TASK INSTRUCTIONS: Print out the complete set of records below, exactly as they read.

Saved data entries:
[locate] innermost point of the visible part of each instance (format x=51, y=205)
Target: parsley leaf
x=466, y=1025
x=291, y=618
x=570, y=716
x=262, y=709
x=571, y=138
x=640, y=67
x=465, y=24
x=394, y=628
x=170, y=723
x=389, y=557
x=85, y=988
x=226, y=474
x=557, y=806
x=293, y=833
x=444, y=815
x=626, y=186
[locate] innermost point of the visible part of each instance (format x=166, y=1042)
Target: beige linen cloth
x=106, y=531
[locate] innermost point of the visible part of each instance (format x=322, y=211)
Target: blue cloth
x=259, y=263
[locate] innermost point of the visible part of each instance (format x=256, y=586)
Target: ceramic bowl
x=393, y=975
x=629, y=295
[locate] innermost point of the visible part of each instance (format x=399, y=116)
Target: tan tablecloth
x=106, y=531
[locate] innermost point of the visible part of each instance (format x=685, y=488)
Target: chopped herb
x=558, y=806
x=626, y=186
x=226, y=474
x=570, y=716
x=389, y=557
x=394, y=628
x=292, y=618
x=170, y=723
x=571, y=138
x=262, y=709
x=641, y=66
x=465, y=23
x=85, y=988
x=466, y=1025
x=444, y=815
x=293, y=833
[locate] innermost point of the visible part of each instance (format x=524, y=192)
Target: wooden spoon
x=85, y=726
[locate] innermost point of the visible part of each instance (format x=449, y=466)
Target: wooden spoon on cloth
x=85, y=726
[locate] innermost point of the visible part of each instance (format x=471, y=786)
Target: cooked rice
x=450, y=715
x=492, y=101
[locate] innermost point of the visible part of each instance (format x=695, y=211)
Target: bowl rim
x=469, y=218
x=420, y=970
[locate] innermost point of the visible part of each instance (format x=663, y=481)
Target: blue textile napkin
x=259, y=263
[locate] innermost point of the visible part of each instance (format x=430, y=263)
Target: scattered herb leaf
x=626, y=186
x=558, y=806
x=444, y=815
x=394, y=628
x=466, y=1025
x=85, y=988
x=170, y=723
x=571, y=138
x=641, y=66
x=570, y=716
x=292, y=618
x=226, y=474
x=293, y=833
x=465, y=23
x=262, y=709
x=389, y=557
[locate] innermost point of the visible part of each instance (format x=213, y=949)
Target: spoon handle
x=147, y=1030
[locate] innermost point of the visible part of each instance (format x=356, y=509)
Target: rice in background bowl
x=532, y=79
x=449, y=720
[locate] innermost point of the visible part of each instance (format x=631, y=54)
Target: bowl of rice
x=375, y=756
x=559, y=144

RESPONSE FOR THIS EXERCISE:
[locate] innermost point of the visible part of each instance (format x=51, y=205)
Target: parsley leaf
x=466, y=1025
x=291, y=618
x=570, y=716
x=262, y=709
x=571, y=138
x=640, y=67
x=465, y=24
x=394, y=628
x=170, y=723
x=389, y=557
x=85, y=988
x=226, y=474
x=557, y=806
x=293, y=833
x=444, y=815
x=626, y=186
[locate] innermost point of the visible part of each instance (format x=166, y=1042)
Target: beige linen cloth
x=106, y=531
[locate] innermost point of the visible part of each instance (format x=322, y=211)
Target: blue cloth
x=259, y=263
[locate] innermost point of the visible part of each instance (format x=256, y=586)
Target: ceramic bowl
x=393, y=975
x=629, y=295
[locate] innermost point of the visible part of each instance (format x=399, y=116)
Target: tan tablecloth
x=106, y=531
[locate] innermost point of the visible part of each instance (format x=685, y=488)
Target: chopped herb
x=558, y=806
x=626, y=186
x=226, y=474
x=570, y=716
x=389, y=557
x=394, y=628
x=292, y=618
x=170, y=723
x=571, y=138
x=262, y=709
x=641, y=66
x=465, y=23
x=85, y=988
x=466, y=1025
x=444, y=815
x=293, y=833
[locate] innermost point of the visible part of each instance (format x=524, y=192)
Target: wooden spoon
x=85, y=726
[locate] innermost point of the visible part of each instance (format x=449, y=466)
Target: wooden spoon on cloth
x=85, y=726
[locate] innermost point of the visible part of each instance (format x=471, y=786)
Target: cooked rice
x=450, y=715
x=492, y=101
[locate] innermost point of the visible part of each instance (format x=695, y=211)
Target: bowl rim
x=469, y=218
x=420, y=970
[locate] innermost point of the visible part of each instance (format x=663, y=481)
Target: blue textile napkin
x=259, y=263
[locate] innermost point of the visible part of each instance (format x=430, y=263)
Target: scattered herb leaf
x=626, y=186
x=558, y=806
x=444, y=815
x=394, y=628
x=466, y=1025
x=85, y=988
x=170, y=723
x=571, y=138
x=641, y=66
x=570, y=716
x=292, y=618
x=226, y=474
x=293, y=833
x=465, y=23
x=262, y=709
x=389, y=557
[locate] innermost point of the visible part of each instance (format x=213, y=949)
Target: spoon handle
x=147, y=1030
[locate] innermost point of the visible part of each instance (format x=356, y=509)
Target: rice in background bowl
x=532, y=79
x=449, y=720
[locate] innermost point of the visible part of each instance (format x=631, y=54)
Target: bowl of rice
x=375, y=756
x=559, y=144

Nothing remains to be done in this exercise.